Algo grave fez o Senado Federal. Rasgou a Constituição da República na frente do presidente do Supremo Tribunal Federal (STF), Ricardo Lewandowski, para manter os direitos políticos da presidente cassada Dilma Rousseff (PT). Tudo isto com a batuta do senador e presidente do Congresso Nacional, Renan Calheiros (PMDB). O peemedebista defendeu que isto fosse feito como uma forma de não punir tanto assim Dilma. Não cabe ao Senado decidir sobre dosimetria de pena. Cabe ao Senado da República o seu papel previsto no artigo 52 da Constituição Federal e só! Sem mais, nem menos.
Desde quando deixar de cumprir a lei é ser justo com alguém?
Lá - no artigo 52 - é dito de forma bem clara, em seu parágrafo único: "Nos casos previstos nos incisos I e II, funcionará como Presidente o do Supremo Tribunal Federal, limitando-se a condenação, que somente será proferida por dois terços dos votos do Senado Federal, à perda do cargo, com inabilitação, por OITO ANOS (grifo meu), para o exercício de função pública, sem prejuízo das demais sanções judiciais cabíveis".

▸ Dados fornecidos
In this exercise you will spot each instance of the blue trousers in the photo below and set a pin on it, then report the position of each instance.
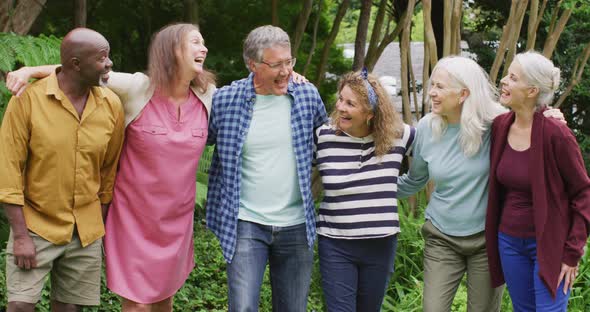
(355, 273)
(286, 251)
(521, 272)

▸ Questões e tarefas
1: Resuma o trecho fornecido em duas frases.
2: Transcreva do trecho fornecido a parte que começa com as palavras "Algo grave fez" e termina com "justo com alguém?".

▸ Respostas
1: O trecho fornecido acusa o Senado Federal de desrespeitar a Constituição ao manter os direitos políticos da presidente cassada Dilma Rousseff, com a condução de Renan Calheiros e diante do presidente do STF, Ricardo Lewandowski. O texto sustenta que não cabe ao Senado decidir sobre dosimetria de pena e que o parágrafo único do artigo 52 da Constituição prevê a perda do cargo com inabilitação, por oito anos, para o exercício de função pública.

2:
Algo grave fez o Senado Federal. Rasgou a Constituição da República na frente do presidente do Supremo Tribunal Federal (STF), Ricardo Lewandowski, para manter os direitos políticos da presidente cassada Dilma Rousseff (PT). Tudo isto com a batuta do senador e presidente do Congresso Nacional, Renan Calheiros (PMDB). O peemedebista defendeu que isto fosse feito como uma forma de não punir tanto assim Dilma. Não cabe ao Senado decidir sobre dosimetria de pena. Cabe ao Senado da República o seu papel previsto no artigo 52 da Constituição Federal e só! Sem mais, nem menos.
Desde quando deixar de cumprir a lei é ser justo com alguém?